_WHAT YOU WILL DO_
Rewrite the lines of all the entries below as a single JSON list of strings, with one string per line and blank lines omitted.

_Dataset excerpts on pointing to objects_

• • • • •

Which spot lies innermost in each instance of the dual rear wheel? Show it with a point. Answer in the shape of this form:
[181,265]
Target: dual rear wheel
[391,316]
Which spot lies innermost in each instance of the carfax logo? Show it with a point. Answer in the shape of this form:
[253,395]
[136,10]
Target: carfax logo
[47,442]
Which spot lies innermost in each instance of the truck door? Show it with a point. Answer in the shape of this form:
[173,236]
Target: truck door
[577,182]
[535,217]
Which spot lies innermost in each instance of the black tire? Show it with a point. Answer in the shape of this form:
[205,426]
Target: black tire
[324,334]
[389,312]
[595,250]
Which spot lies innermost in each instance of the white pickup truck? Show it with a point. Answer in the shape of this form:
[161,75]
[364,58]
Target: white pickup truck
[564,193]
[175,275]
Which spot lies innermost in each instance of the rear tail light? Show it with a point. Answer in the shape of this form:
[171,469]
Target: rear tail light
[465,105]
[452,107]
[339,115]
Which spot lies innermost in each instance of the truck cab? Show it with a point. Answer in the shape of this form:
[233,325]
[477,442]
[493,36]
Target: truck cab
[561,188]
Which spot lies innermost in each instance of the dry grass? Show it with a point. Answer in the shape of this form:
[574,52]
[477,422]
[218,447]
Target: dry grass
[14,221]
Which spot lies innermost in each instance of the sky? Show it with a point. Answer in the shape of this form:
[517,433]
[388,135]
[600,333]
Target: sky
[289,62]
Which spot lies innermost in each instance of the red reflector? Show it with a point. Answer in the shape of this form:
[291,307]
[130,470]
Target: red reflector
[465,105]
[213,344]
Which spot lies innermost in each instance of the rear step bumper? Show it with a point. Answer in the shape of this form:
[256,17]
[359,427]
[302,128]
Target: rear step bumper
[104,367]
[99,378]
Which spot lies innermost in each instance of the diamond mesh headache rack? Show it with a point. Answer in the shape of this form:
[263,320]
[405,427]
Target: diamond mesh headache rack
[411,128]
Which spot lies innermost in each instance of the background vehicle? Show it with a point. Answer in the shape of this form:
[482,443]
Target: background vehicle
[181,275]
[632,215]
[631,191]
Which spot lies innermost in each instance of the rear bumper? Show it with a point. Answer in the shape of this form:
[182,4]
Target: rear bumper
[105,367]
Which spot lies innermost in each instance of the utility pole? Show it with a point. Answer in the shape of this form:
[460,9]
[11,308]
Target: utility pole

• • • • •

_RESPONSE TO THIS EXERCISE_
[
  "Which spot lies innermost in each instance of the dual rear wheel? Show it with a point. Answer in the shape of this form:",
  "[181,265]",
  "Target: dual rear wheel",
  "[391,316]",
  "Which spot lies innermost in each instance of the carfax logo? Show it with a point. Answer in the shape of this form:",
  "[253,395]",
  "[136,10]",
  "Target: carfax logo",
  "[47,442]",
  "Which spot lies innermost in each instance of the truck door? Show it with a point. Answer in the shape of this form:",
  "[173,236]",
  "Target: truck door",
  "[577,182]",
  "[535,217]",
  "Which spot lies innermost in each instance of the black tire? Show it with a point. Answer in the shape of this form:",
  "[205,426]",
  "Target: black tire",
  "[324,334]",
  "[389,312]",
  "[595,250]",
  "Which spot lies innermost in each instance of the white pickup truck? Show it with a point. Answer in the shape of this form:",
  "[161,75]",
  "[364,58]",
  "Target: white pickup truck",
  "[564,193]",
  "[175,275]",
  "Which spot lies innermost in each instance of the rear tail light? Show it with a point. Answer in the shape of this form:",
  "[171,469]",
  "Target: rear tail light",
  "[465,105]",
  "[452,107]",
  "[339,115]",
  "Which spot lies innermost in each instance of the truck cab? Show it with a point. Answer in the shape of this form:",
  "[233,325]",
  "[477,442]",
  "[493,36]",
  "Target: truck cab",
  "[561,188]",
  "Which spot lies innermost in each instance of the dry grass? Show it with a point. Answer in the shape of this form:",
  "[574,52]",
  "[477,422]",
  "[218,447]",
  "Target: dry grass",
  "[14,221]",
  "Which spot lies innermost in each instance of the sky? Show it with a point. Answer in the shape of this form:",
  "[517,433]",
  "[388,135]",
  "[600,333]",
  "Target: sky",
  "[289,62]",
  "Which spot lies innermost in each instance of the red reflector? Show it with a point. Answer in the shape of this form:",
  "[291,307]",
  "[130,470]",
  "Target: red reflector",
  "[465,105]",
  "[213,344]",
  "Which spot lies innermost in each instance of the rear step bumper? Show it with a point. Answer in the shape of this form:",
  "[256,17]",
  "[359,427]",
  "[302,128]",
  "Target: rear step bumper",
  "[104,367]",
  "[99,378]",
  "Which spot lies innermost in each instance of the diamond mesh headache rack? Show it with a point. Answer in the shape of this form:",
  "[263,320]",
  "[405,427]",
  "Target: diamond mesh headache rack",
  "[411,128]",
  "Which spot lies innermost in each instance of the background vehicle? Show it with a point. Answer in the shape of this form:",
  "[482,443]",
  "Target: background vehicle",
  "[181,275]",
  "[632,215]",
  "[631,191]",
  "Which spot lies innermost in each instance of the rear bumper? Show it with a point. Answer in the shape of this form:",
  "[182,4]",
  "Target: rear bumper",
  "[105,367]",
  "Which spot lies innermost in each instance of the utility pole? Show it with a point. Answer in the shape of this form:",
  "[460,9]",
  "[11,308]",
  "Target: utility pole"
]